DESCRIPTION OF THE TASK — Reproduce the following lines word for word.

Extracted data entries
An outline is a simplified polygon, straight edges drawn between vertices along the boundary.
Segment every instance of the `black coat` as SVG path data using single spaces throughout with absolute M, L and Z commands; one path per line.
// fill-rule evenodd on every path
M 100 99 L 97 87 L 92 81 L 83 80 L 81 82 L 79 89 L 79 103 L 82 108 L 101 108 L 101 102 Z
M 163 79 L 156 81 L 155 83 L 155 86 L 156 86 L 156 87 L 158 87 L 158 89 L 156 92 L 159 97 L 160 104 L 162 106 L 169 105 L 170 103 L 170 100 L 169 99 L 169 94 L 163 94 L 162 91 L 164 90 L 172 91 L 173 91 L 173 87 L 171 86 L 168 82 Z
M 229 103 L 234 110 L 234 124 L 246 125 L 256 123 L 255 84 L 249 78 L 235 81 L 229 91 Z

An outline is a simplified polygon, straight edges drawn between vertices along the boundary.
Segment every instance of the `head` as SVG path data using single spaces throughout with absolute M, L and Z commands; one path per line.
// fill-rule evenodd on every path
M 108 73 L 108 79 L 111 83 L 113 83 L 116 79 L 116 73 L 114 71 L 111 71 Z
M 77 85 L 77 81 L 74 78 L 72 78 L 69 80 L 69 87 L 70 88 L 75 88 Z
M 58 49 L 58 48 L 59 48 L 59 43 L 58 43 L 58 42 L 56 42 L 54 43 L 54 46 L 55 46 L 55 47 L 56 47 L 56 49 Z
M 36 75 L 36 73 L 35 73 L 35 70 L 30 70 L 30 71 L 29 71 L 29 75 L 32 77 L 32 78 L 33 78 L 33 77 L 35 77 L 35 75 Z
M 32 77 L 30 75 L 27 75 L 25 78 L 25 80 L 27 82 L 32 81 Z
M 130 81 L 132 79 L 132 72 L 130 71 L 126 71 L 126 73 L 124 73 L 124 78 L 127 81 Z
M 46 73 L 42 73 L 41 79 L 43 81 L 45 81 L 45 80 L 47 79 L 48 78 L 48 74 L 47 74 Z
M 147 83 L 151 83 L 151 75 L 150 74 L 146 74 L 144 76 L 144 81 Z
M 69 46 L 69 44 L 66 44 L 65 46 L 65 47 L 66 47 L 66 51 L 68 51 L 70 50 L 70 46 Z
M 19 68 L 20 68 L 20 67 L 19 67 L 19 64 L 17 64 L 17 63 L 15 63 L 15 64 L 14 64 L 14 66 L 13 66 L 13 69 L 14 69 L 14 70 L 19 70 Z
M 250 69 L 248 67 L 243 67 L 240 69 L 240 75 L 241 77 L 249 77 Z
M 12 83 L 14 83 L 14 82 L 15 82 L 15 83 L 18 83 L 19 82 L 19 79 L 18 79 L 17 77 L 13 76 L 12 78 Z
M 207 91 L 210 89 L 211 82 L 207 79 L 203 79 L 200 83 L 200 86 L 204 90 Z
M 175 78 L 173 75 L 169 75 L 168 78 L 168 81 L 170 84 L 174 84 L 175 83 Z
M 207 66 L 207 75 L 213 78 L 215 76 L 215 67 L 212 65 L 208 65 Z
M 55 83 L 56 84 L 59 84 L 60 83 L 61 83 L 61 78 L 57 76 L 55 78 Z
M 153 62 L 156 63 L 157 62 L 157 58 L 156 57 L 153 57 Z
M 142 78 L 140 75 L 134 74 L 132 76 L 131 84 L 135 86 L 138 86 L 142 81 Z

FINAL RESULT —
An outline is a simplified polygon, straight edges drawn between vertices along the boundary.
Segment every instance of the `black coat` as SVG path data using single spaces throughout with absolute M, L and Z commands; one path per line.
// fill-rule evenodd on every path
M 100 99 L 97 87 L 92 81 L 83 80 L 81 82 L 79 89 L 79 103 L 82 108 L 101 108 L 101 102 Z
M 163 79 L 156 81 L 155 83 L 155 86 L 156 86 L 156 87 L 158 87 L 158 89 L 156 92 L 159 97 L 160 104 L 162 106 L 169 105 L 170 103 L 170 100 L 169 99 L 169 94 L 163 94 L 162 91 L 164 90 L 172 91 L 173 91 L 173 87 L 171 86 L 168 82 Z
M 229 103 L 234 110 L 234 124 L 246 125 L 256 123 L 255 84 L 249 78 L 235 81 L 229 91 Z

An outline is a simplified polygon, straight edges drawn between vertices along the boundary.
Segment every instance of the `head` as SVG path data using single spaces throughout with absolute M, L and Z commands; one path per line.
// fill-rule evenodd on every path
M 108 73 L 108 79 L 111 83 L 113 83 L 116 79 L 116 73 L 114 71 L 111 71 Z
M 77 85 L 77 81 L 74 78 L 72 78 L 69 80 L 69 87 L 70 88 L 75 88 Z
M 58 49 L 58 48 L 59 48 L 59 43 L 58 43 L 58 42 L 56 42 L 54 43 L 54 46 L 55 46 L 55 47 L 56 47 L 56 49 Z
M 36 75 L 36 73 L 35 73 L 35 70 L 30 70 L 30 71 L 29 71 L 29 75 L 32 77 L 32 78 L 33 78 L 33 77 L 35 77 L 35 75 Z
M 32 77 L 30 75 L 27 75 L 25 78 L 25 80 L 27 82 L 32 81 Z
M 130 81 L 132 79 L 132 72 L 130 71 L 126 71 L 126 73 L 124 73 L 124 78 L 127 81 Z
M 46 73 L 42 73 L 41 79 L 43 81 L 45 81 L 45 80 L 47 79 L 48 78 L 48 74 L 47 74 Z
M 147 83 L 151 83 L 151 75 L 150 74 L 146 74 L 144 76 L 144 81 Z
M 69 46 L 69 44 L 66 44 L 65 46 L 65 47 L 66 47 L 66 51 L 68 51 L 70 50 L 70 46 Z
M 19 68 L 20 68 L 20 67 L 19 67 L 19 64 L 17 64 L 17 63 L 15 63 L 15 64 L 14 64 L 14 66 L 13 66 L 13 69 L 14 69 L 14 70 L 19 70 Z
M 250 69 L 248 67 L 243 67 L 240 69 L 240 75 L 241 77 L 249 77 Z
M 12 83 L 14 83 L 14 82 L 15 82 L 15 83 L 18 83 L 19 82 L 19 79 L 18 79 L 17 77 L 13 76 L 12 78 Z
M 207 91 L 210 89 L 211 82 L 207 79 L 203 79 L 200 83 L 200 86 L 204 90 Z
M 175 78 L 173 75 L 169 75 L 168 78 L 168 81 L 170 84 L 174 84 L 175 83 Z
M 207 66 L 207 75 L 213 78 L 215 76 L 215 67 L 212 65 L 208 65 Z
M 55 83 L 56 84 L 59 84 L 60 83 L 61 83 L 61 78 L 57 76 L 55 78 Z
M 153 62 L 156 63 L 157 62 L 157 58 L 156 57 L 153 57 Z
M 142 78 L 140 75 L 134 74 L 132 76 L 131 84 L 135 86 L 138 86 L 142 81 Z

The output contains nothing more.